* [Aim of the task]
Of all the entries below, only the lines from the one with "TARGET = rear wheel" up to and including the one with "TARGET = snow patch" are to be duplicated exactly.

* [Given information]
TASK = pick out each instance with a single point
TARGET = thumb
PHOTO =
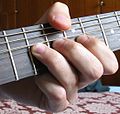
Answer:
(58, 16)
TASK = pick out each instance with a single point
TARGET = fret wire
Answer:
(46, 39)
(11, 56)
(81, 24)
(28, 46)
(35, 30)
(101, 26)
(118, 20)
(51, 27)
(64, 34)
(55, 32)
(3, 51)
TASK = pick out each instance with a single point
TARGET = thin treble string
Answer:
(49, 28)
(44, 42)
(33, 30)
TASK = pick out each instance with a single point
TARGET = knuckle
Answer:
(69, 44)
(59, 96)
(112, 69)
(59, 4)
(96, 72)
(55, 62)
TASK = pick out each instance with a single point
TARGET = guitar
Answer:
(16, 61)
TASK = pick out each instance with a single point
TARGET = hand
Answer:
(72, 66)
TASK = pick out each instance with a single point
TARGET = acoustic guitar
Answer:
(16, 60)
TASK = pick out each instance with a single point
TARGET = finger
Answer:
(58, 16)
(87, 64)
(54, 92)
(59, 67)
(101, 51)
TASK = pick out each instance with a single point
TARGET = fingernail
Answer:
(64, 20)
(38, 48)
(58, 43)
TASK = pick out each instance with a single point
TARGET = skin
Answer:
(72, 65)
(67, 61)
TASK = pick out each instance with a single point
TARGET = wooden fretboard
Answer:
(16, 61)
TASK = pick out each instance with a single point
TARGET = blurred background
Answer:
(18, 13)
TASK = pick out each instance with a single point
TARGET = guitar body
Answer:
(16, 61)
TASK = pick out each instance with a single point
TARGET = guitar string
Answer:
(83, 21)
(44, 42)
(42, 35)
(56, 32)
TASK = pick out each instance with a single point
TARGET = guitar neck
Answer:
(16, 61)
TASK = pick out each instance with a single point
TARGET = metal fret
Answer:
(11, 56)
(46, 39)
(64, 34)
(118, 20)
(28, 46)
(103, 32)
(81, 24)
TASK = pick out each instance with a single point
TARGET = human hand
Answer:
(72, 65)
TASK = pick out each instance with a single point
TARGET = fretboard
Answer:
(16, 61)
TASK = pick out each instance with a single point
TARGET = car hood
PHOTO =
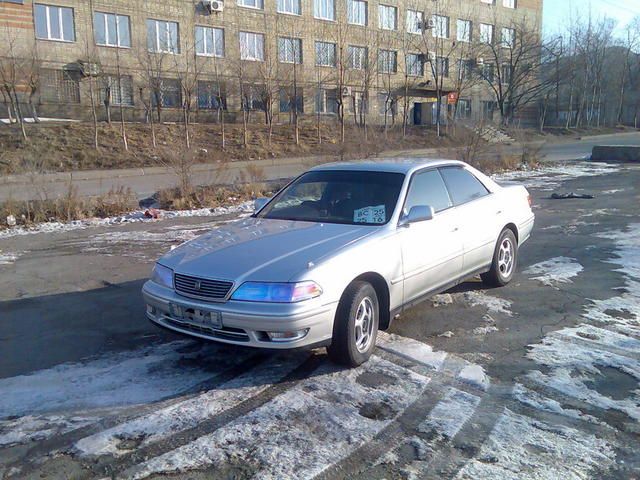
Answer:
(261, 249)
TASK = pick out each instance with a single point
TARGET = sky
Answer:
(556, 12)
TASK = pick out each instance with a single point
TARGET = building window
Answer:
(290, 98)
(324, 9)
(58, 86)
(167, 91)
(162, 37)
(54, 23)
(415, 67)
(357, 57)
(463, 108)
(290, 50)
(465, 69)
(414, 21)
(211, 96)
(440, 26)
(209, 41)
(252, 46)
(442, 67)
(259, 4)
(463, 30)
(325, 54)
(508, 37)
(387, 105)
(357, 12)
(292, 7)
(326, 100)
(112, 30)
(117, 92)
(388, 17)
(387, 61)
(486, 33)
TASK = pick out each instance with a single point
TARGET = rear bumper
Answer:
(243, 323)
(525, 228)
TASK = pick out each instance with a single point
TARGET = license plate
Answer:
(204, 318)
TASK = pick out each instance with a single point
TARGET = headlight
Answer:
(276, 292)
(162, 275)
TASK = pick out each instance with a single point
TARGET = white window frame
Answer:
(329, 45)
(289, 7)
(440, 26)
(254, 4)
(354, 14)
(384, 14)
(252, 50)
(359, 61)
(165, 24)
(415, 20)
(508, 40)
(118, 42)
(60, 22)
(467, 26)
(208, 50)
(291, 53)
(484, 31)
(324, 10)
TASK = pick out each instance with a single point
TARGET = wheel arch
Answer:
(381, 287)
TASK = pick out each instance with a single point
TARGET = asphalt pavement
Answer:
(539, 379)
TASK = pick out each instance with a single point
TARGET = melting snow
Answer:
(299, 433)
(521, 448)
(140, 376)
(555, 271)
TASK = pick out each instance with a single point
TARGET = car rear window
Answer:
(463, 186)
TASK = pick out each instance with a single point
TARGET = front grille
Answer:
(212, 289)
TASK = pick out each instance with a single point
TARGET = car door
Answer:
(478, 217)
(431, 249)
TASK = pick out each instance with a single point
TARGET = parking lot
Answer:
(539, 379)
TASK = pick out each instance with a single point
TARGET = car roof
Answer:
(396, 165)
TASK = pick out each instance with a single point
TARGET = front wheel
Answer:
(505, 259)
(356, 325)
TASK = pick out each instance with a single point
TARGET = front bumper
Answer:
(243, 323)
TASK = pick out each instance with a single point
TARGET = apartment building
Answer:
(379, 57)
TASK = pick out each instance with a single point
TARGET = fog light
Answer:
(287, 336)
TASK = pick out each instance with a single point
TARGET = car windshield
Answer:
(338, 196)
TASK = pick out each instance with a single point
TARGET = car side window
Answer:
(463, 186)
(427, 188)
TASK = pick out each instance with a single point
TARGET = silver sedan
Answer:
(339, 253)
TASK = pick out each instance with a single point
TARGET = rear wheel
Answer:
(356, 325)
(505, 260)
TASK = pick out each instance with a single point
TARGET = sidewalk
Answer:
(146, 181)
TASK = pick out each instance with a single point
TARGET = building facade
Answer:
(382, 59)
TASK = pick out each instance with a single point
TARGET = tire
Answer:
(354, 340)
(505, 260)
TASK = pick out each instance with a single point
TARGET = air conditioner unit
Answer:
(89, 69)
(213, 5)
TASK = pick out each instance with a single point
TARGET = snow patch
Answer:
(520, 448)
(416, 351)
(132, 217)
(492, 304)
(474, 375)
(451, 413)
(555, 271)
(181, 416)
(139, 376)
(303, 431)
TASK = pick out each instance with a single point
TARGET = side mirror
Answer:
(258, 203)
(418, 213)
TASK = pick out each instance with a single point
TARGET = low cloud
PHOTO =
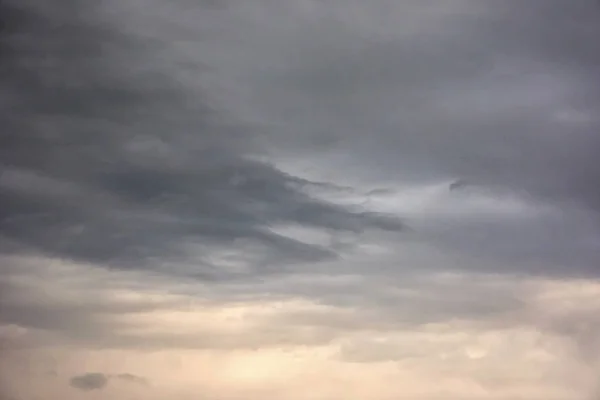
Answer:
(98, 381)
(90, 381)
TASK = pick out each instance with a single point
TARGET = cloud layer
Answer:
(245, 199)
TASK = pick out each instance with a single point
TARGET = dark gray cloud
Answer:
(171, 139)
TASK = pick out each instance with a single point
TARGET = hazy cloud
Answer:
(246, 198)
(90, 381)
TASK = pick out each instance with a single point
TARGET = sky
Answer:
(300, 200)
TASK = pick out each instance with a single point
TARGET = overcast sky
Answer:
(300, 200)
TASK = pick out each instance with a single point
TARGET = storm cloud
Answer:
(245, 198)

* [Response for this exercise]
TARGET = rear wheel
Answer:
(356, 325)
(505, 260)
TASK = pick out each instance with a single point
TARGET = sidewalk
Answer:
(146, 181)
TASK = pick out each instance with a single point
TARGET = building facade
Answer:
(382, 59)
TASK = pick out each instance with a single point
TARGET = tire
Answer:
(354, 340)
(505, 260)
TASK = pick out each instance with a single point
TARGET = air conditioner unit
Answer:
(89, 69)
(213, 5)
TASK = pick out each instance with a single point
TARGET = snow patch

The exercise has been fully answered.